◆ **Work to complete**
Copy the data from the line with "Where can the white ceiling" up to and including the line with "point(255, 291)", shifting every coordinate in the answers by -29 and keeping all other text on those lines unchanged.
——
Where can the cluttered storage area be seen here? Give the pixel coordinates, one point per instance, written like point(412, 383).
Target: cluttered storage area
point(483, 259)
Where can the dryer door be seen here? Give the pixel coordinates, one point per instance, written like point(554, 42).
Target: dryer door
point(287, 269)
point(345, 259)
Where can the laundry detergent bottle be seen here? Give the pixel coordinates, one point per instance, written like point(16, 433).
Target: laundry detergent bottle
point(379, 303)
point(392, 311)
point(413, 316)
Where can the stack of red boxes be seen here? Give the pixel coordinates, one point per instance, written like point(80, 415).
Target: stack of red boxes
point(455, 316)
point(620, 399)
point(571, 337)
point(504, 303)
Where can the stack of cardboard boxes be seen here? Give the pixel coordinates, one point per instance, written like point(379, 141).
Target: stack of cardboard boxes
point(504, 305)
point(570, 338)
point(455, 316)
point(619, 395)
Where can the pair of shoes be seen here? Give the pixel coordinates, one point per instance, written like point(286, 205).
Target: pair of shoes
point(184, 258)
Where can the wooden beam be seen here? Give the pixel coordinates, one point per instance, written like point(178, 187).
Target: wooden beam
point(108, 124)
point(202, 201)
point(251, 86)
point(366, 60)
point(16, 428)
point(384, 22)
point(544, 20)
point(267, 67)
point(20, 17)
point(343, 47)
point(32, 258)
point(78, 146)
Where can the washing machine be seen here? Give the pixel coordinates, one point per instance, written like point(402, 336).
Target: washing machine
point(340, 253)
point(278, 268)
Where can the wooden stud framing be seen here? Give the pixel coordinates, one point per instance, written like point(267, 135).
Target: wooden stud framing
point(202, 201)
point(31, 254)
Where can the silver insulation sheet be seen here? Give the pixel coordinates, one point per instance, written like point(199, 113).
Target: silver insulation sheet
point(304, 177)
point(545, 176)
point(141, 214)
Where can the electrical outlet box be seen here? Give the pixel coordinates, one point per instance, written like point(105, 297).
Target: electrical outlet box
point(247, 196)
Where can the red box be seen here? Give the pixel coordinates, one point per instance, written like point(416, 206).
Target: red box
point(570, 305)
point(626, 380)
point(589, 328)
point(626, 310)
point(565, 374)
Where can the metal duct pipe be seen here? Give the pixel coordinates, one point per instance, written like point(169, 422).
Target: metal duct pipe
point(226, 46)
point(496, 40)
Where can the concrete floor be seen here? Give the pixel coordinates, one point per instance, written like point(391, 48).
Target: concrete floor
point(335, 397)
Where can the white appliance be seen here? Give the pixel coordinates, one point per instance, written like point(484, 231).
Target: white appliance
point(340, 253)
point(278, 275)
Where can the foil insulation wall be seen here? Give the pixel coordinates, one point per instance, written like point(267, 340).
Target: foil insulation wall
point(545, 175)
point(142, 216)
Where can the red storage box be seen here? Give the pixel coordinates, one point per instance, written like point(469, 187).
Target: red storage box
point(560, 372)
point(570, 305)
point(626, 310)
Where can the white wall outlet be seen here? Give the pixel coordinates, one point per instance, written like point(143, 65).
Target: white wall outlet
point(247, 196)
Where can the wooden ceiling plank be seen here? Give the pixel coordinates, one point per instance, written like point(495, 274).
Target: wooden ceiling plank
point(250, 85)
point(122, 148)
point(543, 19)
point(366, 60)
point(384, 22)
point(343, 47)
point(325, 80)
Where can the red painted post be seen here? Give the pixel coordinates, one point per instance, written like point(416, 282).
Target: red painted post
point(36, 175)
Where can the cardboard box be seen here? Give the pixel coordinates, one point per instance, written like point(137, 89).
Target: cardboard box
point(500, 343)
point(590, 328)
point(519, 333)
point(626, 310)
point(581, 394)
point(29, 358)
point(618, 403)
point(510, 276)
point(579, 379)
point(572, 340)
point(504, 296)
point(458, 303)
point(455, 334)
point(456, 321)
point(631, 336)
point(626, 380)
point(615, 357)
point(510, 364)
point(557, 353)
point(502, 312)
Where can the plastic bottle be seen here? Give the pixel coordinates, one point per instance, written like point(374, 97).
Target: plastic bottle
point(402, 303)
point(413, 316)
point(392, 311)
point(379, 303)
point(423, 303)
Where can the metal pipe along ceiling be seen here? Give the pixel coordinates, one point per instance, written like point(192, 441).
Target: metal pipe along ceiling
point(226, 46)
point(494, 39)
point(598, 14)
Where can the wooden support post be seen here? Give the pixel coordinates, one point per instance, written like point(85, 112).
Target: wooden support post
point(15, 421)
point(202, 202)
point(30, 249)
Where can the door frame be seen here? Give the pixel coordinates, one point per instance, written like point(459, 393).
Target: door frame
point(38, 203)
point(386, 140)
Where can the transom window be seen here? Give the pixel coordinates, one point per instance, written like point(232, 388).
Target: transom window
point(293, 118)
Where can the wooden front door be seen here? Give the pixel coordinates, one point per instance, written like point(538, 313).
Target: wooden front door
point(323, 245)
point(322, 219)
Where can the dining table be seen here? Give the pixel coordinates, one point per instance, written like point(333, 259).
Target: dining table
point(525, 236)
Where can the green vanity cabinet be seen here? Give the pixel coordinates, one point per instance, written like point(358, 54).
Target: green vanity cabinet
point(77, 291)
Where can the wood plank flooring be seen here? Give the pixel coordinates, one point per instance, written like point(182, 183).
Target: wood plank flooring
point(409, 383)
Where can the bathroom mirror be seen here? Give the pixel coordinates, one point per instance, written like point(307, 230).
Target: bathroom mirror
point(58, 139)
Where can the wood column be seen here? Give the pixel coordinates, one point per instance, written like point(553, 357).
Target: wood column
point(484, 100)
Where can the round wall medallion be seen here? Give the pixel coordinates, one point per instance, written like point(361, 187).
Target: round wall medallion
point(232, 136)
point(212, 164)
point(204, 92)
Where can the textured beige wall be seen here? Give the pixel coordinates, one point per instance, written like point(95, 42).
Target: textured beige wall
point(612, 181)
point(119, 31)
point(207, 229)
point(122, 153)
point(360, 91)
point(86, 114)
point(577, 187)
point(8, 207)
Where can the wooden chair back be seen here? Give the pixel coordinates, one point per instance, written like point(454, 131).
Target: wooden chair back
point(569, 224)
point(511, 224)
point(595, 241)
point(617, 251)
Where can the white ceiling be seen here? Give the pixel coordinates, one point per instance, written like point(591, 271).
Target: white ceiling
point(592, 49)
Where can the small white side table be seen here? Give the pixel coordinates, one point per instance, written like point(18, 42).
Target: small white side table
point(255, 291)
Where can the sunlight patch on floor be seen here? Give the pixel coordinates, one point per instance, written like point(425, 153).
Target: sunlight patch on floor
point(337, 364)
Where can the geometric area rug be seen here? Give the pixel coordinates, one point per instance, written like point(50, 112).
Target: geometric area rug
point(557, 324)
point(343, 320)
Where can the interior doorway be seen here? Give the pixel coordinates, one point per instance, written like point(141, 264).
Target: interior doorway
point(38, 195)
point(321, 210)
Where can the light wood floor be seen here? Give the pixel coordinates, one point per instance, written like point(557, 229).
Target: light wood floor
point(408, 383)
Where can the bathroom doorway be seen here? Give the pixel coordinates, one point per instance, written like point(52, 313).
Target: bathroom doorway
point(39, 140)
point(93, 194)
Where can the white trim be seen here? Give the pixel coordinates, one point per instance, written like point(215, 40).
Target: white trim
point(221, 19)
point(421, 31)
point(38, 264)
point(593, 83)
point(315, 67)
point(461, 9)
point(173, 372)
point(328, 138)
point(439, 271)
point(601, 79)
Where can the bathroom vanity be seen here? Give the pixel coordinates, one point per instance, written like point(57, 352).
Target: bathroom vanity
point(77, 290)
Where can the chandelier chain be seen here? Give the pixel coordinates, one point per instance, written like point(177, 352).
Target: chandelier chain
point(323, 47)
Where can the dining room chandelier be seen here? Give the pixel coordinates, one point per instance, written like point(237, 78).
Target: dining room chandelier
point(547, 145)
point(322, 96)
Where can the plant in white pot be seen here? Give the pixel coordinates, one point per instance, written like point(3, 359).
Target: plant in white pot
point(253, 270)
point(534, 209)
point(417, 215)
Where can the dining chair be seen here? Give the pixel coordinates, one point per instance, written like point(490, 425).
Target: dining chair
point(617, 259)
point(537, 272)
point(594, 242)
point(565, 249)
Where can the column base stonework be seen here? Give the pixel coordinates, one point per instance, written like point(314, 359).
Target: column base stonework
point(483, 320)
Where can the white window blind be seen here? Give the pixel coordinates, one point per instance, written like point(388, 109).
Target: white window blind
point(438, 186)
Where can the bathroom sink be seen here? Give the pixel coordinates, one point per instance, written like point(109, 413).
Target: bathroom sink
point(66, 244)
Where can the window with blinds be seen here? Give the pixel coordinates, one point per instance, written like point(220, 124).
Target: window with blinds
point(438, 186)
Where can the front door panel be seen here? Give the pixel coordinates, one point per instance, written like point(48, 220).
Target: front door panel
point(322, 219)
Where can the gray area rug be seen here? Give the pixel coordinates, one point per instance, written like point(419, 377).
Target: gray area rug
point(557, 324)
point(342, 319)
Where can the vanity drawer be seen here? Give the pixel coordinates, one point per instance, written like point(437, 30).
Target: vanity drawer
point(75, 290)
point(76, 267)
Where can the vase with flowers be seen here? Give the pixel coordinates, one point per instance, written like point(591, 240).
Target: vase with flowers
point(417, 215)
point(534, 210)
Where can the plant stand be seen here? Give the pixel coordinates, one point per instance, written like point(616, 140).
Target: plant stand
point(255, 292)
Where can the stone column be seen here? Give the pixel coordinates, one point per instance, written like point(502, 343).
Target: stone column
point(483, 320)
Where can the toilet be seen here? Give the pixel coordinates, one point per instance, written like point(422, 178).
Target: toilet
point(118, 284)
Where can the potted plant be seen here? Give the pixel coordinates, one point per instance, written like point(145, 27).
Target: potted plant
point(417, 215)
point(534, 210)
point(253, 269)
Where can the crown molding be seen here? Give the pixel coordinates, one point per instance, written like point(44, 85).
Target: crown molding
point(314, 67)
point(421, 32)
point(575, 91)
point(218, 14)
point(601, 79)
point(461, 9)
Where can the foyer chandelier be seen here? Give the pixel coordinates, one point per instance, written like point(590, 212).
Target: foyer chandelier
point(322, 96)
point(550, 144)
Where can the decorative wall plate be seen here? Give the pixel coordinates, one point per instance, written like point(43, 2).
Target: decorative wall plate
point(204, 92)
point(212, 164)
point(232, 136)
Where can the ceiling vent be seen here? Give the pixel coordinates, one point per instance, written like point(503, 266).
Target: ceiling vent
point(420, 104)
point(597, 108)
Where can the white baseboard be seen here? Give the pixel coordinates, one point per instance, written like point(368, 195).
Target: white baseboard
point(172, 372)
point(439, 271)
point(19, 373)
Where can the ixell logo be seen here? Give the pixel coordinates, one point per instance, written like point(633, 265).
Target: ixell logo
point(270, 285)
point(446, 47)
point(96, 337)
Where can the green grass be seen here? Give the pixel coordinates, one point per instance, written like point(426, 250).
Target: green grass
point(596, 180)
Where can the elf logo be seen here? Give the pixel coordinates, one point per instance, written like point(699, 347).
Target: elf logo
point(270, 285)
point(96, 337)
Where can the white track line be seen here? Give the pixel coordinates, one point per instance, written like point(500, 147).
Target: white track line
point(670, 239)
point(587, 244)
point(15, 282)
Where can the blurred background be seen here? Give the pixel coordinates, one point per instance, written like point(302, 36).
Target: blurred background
——
◆ **Answer below**
Where can the white ceiling be seen here? Give the pixel coordinates, one point per instance, written like point(591, 271).
Target: white ceiling
point(563, 20)
Where can the small white side table be seen here? Give the pixel coordinates, one point per instance, written like point(18, 42).
Target: small white side table
point(226, 262)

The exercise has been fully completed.